- Task to complete -
Every entry must be transcribed exactly as written.

- Data under study -
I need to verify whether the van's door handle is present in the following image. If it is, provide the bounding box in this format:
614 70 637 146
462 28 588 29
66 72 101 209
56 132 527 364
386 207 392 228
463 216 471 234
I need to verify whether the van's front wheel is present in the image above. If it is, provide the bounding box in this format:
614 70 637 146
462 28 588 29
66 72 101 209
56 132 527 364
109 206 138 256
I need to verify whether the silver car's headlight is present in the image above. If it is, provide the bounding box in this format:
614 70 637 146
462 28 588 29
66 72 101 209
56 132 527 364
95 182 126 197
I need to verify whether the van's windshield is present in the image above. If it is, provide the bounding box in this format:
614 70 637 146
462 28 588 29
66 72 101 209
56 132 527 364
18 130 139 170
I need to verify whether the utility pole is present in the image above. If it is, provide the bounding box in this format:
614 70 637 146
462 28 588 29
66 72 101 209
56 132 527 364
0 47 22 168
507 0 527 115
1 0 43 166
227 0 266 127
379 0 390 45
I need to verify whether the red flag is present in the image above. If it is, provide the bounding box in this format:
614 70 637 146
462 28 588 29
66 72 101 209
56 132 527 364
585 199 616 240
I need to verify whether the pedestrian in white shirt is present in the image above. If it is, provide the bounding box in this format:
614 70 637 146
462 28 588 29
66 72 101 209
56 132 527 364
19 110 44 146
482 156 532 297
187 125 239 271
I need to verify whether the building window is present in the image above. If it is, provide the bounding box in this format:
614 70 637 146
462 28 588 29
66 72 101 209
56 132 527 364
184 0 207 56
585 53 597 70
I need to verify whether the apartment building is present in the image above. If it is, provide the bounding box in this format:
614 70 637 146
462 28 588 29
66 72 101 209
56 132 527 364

- Task answer -
I need to verify whether the van's door handle is present in the following image. If it is, provide the bounding box in this format:
614 70 637 146
462 28 588 29
66 72 101 209
56 132 527 364
386 207 392 228
463 216 471 234
I need to verify whether the van's front wheel is present in the image above. If it is, provide the bounding box in this format:
614 70 637 146
462 28 588 29
66 72 101 209
56 132 527 364
109 206 138 256
I need to verify whether the silver car's headlight is present in the image above. If it is, provide the bounding box in this format:
614 70 637 146
462 28 588 29
66 72 101 209
56 132 527 364
95 182 126 197
I need to verify whether the van's windshield is present in the image above. If it is, provide the bounding box in this format:
614 70 637 146
462 28 588 29
66 72 101 209
56 132 527 364
18 130 139 170
I need to verify whether the utility pole is present in the image above. If it is, provide the bounding box in this format:
614 70 637 146
462 28 588 29
66 72 101 209
56 132 527 364
0 47 22 168
507 0 527 115
1 0 43 166
227 0 266 127
379 0 390 45
I need to verify whether the red flag is present in the image above. If it is, provide the bounding box in this format:
614 70 637 146
462 28 588 29
66 72 101 209
56 132 527 364
585 199 616 240
I need to verify whether the pedestrian in white shirt is present in the image above. If it is, provide the bounding box in this format:
614 70 637 146
462 28 588 29
66 72 101 209
56 132 527 364
19 110 44 146
482 156 532 297
187 125 239 271
I need to verify whether the building window is present in the image above. If it is, provide the bounding box in this format:
614 70 637 146
462 28 588 29
66 72 101 209
56 132 527 364
184 0 207 56
585 53 597 70
I need to verify whether the apartment building is present in the image above. If it is, provide the bounding box in this format:
614 70 637 146
462 28 588 29
66 72 101 209
56 132 527 364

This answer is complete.